- TO DO:
Recast all of the material below as a numbered list, one line per item, and drop any blank lines.

--- Start of AVAILABLE DATA ---

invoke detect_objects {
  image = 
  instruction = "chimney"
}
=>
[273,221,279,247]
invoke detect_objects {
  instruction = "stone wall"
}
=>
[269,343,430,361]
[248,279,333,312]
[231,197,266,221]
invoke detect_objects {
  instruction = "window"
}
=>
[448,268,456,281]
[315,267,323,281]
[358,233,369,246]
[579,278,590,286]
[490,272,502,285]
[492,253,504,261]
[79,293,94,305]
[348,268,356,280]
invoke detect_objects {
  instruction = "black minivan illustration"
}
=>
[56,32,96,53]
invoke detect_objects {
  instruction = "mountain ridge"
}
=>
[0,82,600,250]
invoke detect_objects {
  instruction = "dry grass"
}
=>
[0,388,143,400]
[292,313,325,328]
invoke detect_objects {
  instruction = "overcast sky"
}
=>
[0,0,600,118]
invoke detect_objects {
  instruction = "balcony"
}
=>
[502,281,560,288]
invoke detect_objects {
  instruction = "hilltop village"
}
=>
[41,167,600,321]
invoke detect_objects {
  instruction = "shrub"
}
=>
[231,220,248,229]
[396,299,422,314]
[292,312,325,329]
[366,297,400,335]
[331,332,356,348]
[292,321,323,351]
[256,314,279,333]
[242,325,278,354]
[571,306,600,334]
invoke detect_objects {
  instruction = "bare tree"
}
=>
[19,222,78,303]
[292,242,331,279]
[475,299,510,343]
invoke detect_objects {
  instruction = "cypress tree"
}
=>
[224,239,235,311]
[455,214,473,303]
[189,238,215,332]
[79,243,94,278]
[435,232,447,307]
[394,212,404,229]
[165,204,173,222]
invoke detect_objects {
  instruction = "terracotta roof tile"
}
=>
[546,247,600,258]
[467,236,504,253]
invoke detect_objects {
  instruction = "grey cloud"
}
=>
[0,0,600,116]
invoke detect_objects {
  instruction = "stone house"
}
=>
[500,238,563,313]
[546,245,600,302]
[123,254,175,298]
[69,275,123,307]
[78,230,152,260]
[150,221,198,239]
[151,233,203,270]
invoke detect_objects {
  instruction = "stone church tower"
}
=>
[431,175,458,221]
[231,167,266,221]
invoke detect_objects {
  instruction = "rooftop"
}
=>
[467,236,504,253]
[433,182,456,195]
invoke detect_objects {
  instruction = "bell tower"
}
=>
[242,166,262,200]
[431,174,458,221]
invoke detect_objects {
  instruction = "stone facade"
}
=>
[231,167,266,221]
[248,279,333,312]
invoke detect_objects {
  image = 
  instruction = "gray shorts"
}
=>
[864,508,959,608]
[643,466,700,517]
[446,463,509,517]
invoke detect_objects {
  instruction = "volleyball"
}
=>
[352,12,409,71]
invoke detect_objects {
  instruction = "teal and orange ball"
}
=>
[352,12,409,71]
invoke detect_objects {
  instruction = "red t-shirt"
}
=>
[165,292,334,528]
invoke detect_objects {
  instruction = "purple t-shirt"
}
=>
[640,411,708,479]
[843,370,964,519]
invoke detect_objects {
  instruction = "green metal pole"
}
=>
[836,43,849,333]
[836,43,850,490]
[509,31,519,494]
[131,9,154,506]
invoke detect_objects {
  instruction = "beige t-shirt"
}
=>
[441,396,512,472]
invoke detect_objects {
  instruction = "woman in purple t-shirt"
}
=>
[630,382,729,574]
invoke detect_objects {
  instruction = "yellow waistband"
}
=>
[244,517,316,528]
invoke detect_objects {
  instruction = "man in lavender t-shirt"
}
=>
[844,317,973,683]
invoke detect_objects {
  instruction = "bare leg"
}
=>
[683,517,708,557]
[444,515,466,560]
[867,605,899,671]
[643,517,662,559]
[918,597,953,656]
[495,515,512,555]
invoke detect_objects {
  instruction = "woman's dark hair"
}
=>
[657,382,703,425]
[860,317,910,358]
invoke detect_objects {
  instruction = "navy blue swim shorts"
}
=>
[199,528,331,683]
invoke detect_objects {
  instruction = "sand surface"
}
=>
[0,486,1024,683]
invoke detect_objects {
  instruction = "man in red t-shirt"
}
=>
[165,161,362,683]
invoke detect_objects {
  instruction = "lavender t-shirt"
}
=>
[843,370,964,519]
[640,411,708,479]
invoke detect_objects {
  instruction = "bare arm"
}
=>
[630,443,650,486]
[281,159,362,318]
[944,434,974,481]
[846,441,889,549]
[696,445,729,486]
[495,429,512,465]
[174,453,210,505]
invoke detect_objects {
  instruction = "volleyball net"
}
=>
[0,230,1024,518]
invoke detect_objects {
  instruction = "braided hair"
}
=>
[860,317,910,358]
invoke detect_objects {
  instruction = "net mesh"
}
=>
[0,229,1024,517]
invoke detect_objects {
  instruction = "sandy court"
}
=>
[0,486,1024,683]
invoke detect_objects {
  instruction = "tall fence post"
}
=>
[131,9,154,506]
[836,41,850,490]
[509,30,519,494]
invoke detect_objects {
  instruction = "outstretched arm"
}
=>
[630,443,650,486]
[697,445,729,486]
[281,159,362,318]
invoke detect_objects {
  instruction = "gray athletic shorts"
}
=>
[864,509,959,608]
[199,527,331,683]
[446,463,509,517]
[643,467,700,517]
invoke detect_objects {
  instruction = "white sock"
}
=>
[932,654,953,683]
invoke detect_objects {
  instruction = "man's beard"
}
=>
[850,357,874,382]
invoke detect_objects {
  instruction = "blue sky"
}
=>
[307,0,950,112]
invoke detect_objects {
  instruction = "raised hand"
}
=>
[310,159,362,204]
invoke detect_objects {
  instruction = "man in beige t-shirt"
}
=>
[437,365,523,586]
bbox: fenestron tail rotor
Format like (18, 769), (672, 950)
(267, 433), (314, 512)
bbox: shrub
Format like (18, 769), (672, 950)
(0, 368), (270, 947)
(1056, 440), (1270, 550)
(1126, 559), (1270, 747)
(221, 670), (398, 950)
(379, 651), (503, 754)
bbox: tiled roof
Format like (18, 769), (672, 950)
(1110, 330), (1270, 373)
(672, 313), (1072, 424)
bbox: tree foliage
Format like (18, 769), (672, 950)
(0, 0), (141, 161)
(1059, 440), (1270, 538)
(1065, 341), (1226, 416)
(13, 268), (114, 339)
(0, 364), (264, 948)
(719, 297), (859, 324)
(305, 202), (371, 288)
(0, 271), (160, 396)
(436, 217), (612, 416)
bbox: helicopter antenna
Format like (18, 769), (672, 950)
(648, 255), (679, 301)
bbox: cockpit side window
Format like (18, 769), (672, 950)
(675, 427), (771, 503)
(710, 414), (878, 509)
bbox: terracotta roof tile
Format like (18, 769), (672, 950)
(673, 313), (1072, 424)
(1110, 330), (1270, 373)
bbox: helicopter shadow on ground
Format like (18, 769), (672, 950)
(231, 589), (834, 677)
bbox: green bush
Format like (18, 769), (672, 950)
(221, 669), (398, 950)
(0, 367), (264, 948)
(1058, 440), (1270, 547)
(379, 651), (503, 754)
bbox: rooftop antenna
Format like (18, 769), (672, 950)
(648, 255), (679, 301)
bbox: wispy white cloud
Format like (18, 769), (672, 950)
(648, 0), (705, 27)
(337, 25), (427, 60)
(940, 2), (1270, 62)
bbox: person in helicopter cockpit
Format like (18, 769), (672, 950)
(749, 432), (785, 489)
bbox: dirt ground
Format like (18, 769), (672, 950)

--- End of AVAILABLE DATA ---

- EXERCISE ANSWER:
1. invoke detect_objects {
2.   image = 
3.   instruction = "chimney"
4. }
5. =>
6. [273,221,279,247]
7. invoke detect_objects {
8.   instruction = "stone wall"
9. }
10. =>
11. [269,343,430,361]
12. [248,279,333,312]
13. [231,197,266,221]
14. invoke detect_objects {
15.   instruction = "window"
16. }
17. =>
18. [448,268,456,281]
19. [315,267,323,281]
20. [358,233,369,246]
21. [579,278,590,286]
22. [490,272,502,285]
23. [492,253,504,261]
24. [79,293,94,305]
25. [348,268,356,280]
26. invoke detect_objects {
27.   instruction = "black minivan illustration"
28. }
29. =>
30. [56,32,96,53]
31. invoke detect_objects {
32.   instruction = "mountain ridge"
33. }
34. =>
35. [0,82,600,250]
36. invoke detect_objects {
37.   instruction = "dry grass"
38. }
39. =>
40. [0,388,143,400]
41. [292,313,325,328]
42. invoke detect_objects {
43.   instruction = "overcast sky"
44. }
45. =>
46. [0,0,600,118]
47. invoke detect_objects {
48.   instruction = "balcony"
49. }
50. =>
51. [502,281,560,288]
52. invoke detect_objects {
53.   instruction = "hilltop village"
54. }
55. =>
56. [41,167,600,321]
57. invoke detect_objects {
58.   instruction = "shrub"
59. }
60. =>
61. [231,220,248,229]
62. [396,299,422,314]
63. [292,312,325,329]
64. [366,297,400,335]
65. [331,332,356,348]
66. [292,321,323,351]
67. [256,314,279,333]
68. [242,325,278,354]
69. [571,306,600,334]
70. invoke detect_objects {
71.   instruction = "bare tree"
72. }
73. =>
74. [19,222,78,303]
75. [292,242,331,279]
76. [475,299,510,343]
77. invoke detect_objects {
78.   instruction = "cypress tree"
79. }
80. =>
81. [224,239,235,311]
82. [455,214,473,303]
83. [189,238,215,332]
84. [79,243,94,278]
85. [435,232,447,307]
86. [394,212,404,229]
87. [165,204,173,222]
88. invoke detect_objects {
89.   instruction = "terracotta roof tile"
90. }
91. =>
92. [546,247,600,258]
93. [467,236,504,253]
94. invoke detect_objects {
95.   instruction = "grey cloud"
96. }
97. =>
98. [0,0,600,116]
99. invoke detect_objects {
100.   instruction = "stone house"
101. }
102. =>
103. [500,238,563,313]
104. [546,245,600,302]
105. [123,254,175,298]
106. [69,275,123,307]
107. [78,230,152,260]
108. [150,221,198,239]
109. [151,233,203,270]
110. invoke detect_objects {
111.   instruction = "stone church tower"
112. }
113. =>
114. [431,175,458,221]
115. [231,167,266,221]
116. invoke detect_objects {
117.   instruction = "rooftop"
118. }
119. =>
120. [467,236,504,253]
121. [433,182,456,195]
122. invoke detect_objects {
123.   instruction = "bell tower"
124. }
125. =>
126. [242,166,262,200]
127. [431,174,458,221]
128. invoke detect_objects {
129.   instruction = "stone facade"
130. }
131. =>
132. [231,167,266,221]
133. [248,279,333,312]
134. invoke detect_objects {
135.   image = 
136.   instruction = "gray shorts"
137. }
138. =>
139. [864,508,959,608]
140. [643,466,700,517]
141. [446,463,509,517]
142. invoke detect_objects {
143.   instruction = "volleyball"
144. }
145. =>
146. [352,12,409,71]
147. invoke detect_objects {
148.   instruction = "teal and orange ball"
149. }
150. =>
151. [352,12,409,71]
152. invoke detect_objects {
153.   instruction = "red t-shirt"
154. }
155. =>
156. [165,292,334,528]
157. invoke detect_objects {
158.   instruction = "purple t-shirt"
159. }
160. =>
161. [640,411,708,479]
162. [843,370,964,519]
163. invoke detect_objects {
164.   instruction = "green metal pole"
165. }
166. =>
167. [836,43,849,333]
168. [836,43,850,490]
169. [509,31,519,494]
170. [131,9,154,506]
171. invoke detect_objects {
172.   instruction = "beige t-shirt"
173. }
174. =>
175. [441,396,512,472]
176. invoke detect_objects {
177.   instruction = "woman in purple t-shirt"
178. }
179. =>
180. [630,382,729,574]
181. invoke detect_objects {
182.   instruction = "yellow waistband"
183. }
184. =>
185. [244,517,316,528]
186. invoke detect_objects {
187.   instruction = "man in lavender t-shirt"
188. }
189. =>
190. [844,317,973,683]
191. invoke detect_objects {
192.   instruction = "bare leg"
193. }
194. =>
195. [683,517,708,557]
196. [444,515,466,560]
197. [867,605,899,671]
198. [643,517,662,559]
199. [918,597,953,656]
200. [495,515,512,555]
201. invoke detect_objects {
202.   instruction = "woman's dark hair"
203. }
204. =>
205. [657,382,703,425]
206. [860,317,910,358]
207. invoke detect_objects {
208.   instruction = "navy blue swim shorts"
209. }
210. =>
211. [199,528,331,683]
212. invoke detect_objects {
213.   instruction = "sand surface"
214. }
215. =>
216. [0,486,1024,683]
217. invoke detect_objects {
218.   instruction = "man in red t-shirt"
219. }
220. =>
221. [165,161,362,683]
222. invoke detect_objects {
223.   instruction = "lavender t-shirt"
224. }
225. =>
226. [843,370,964,519]
227. [640,411,708,479]
228. invoke detect_objects {
229.   instruction = "bare arm"
230. }
231. =>
232. [630,443,650,486]
233. [281,159,362,318]
234. [944,434,974,481]
235. [846,441,889,549]
236. [696,445,729,486]
237. [495,429,512,465]
238. [174,453,210,505]
239. invoke detect_objects {
240.   instruction = "volleyball net"
241. }
242. =>
243. [0,230,1024,518]
244. invoke detect_objects {
245.   instruction = "braided hair"
246. }
247. =>
248. [860,317,910,358]
249. invoke detect_objects {
250.   instruction = "net mesh"
251. }
252. =>
253. [0,229,1024,517]
254. invoke detect_objects {
255.   instruction = "sandy court"
256. }
257. =>
258. [0,486,1024,683]
259. invoke detect_objects {
260.   instruction = "tall fence post"
261. }
262. =>
263. [131,9,154,506]
264. [836,41,850,490]
265. [509,30,519,494]
266. invoke detect_objects {
267.   instruction = "outstretched arm"
268. }
269. =>
270. [630,443,650,486]
271. [697,445,729,486]
272. [281,159,362,318]
273. invoke detect_objects {
274.   instruction = "gray athletic shorts"
275. }
276. =>
277. [864,509,959,608]
278. [199,527,331,683]
279. [446,463,509,517]
280. [643,467,700,517]
281. invoke detect_objects {
282.   instruction = "white sock"
283. }
284. =>
285. [932,654,953,683]
286. invoke detect_objects {
287.   instruction = "man's beard"
288. }
289. =>
290. [850,357,874,382]
291. invoke detect_objects {
292.   instruction = "blue sky"
293. }
294. =>
295. [307,0,950,112]
296. invoke detect_objects {
297.   instruction = "raised hand"
298. }
299. =>
300. [310,159,362,204]
301. invoke detect_objects {
302.   instruction = "man in beige t-shirt"
303. }
304. =>
305. [437,365,523,586]
306. bbox: fenestron tail rotor
307. Format like (18, 769), (672, 950)
308. (267, 433), (314, 512)
309. bbox: shrub
310. Format like (18, 769), (672, 950)
311. (0, 368), (270, 947)
312. (1056, 440), (1270, 550)
313. (1126, 559), (1270, 747)
314. (221, 670), (398, 950)
315. (379, 651), (503, 754)
316. bbox: tiled roof
317. Format like (18, 769), (672, 950)
318. (1110, 330), (1270, 373)
319. (672, 313), (1072, 424)
320. bbox: tree foliage
321. Format like (18, 769), (672, 950)
322. (0, 0), (141, 161)
323. (1059, 440), (1270, 538)
324. (1065, 341), (1226, 416)
325. (13, 268), (114, 339)
326. (0, 364), (264, 948)
327. (719, 297), (859, 324)
328. (305, 202), (371, 288)
329. (0, 271), (160, 396)
330. (436, 217), (612, 416)
331. bbox: helicopter antenna
332. Format like (18, 769), (672, 950)
333. (648, 255), (679, 301)
334. bbox: cockpit side window
335. Format like (18, 769), (672, 950)
336. (675, 427), (771, 503)
337. (710, 414), (878, 509)
338. bbox: terracotta roof tile
339. Format like (18, 769), (672, 950)
340. (673, 313), (1072, 424)
341. (1110, 330), (1270, 373)
342. bbox: helicopter shadow on ground
343. Format like (18, 769), (672, 950)
344. (231, 589), (834, 677)
345. bbox: green bush
346. Format like (18, 769), (672, 950)
347. (221, 669), (398, 950)
348. (0, 367), (264, 948)
349. (1058, 440), (1270, 547)
350. (379, 651), (503, 754)
351. bbox: rooftop antenna
352. Format like (18, 769), (672, 950)
353. (648, 255), (679, 301)
354. bbox: wispy white cloud
355. Format like (18, 769), (672, 950)
356. (648, 0), (705, 27)
357. (337, 25), (427, 60)
358. (940, 2), (1270, 62)
359. bbox: person in helicopter cockpit
360. Format like (18, 769), (672, 950)
361. (749, 432), (785, 489)
362. bbox: dirt ground
363. Format like (18, 769), (672, 950)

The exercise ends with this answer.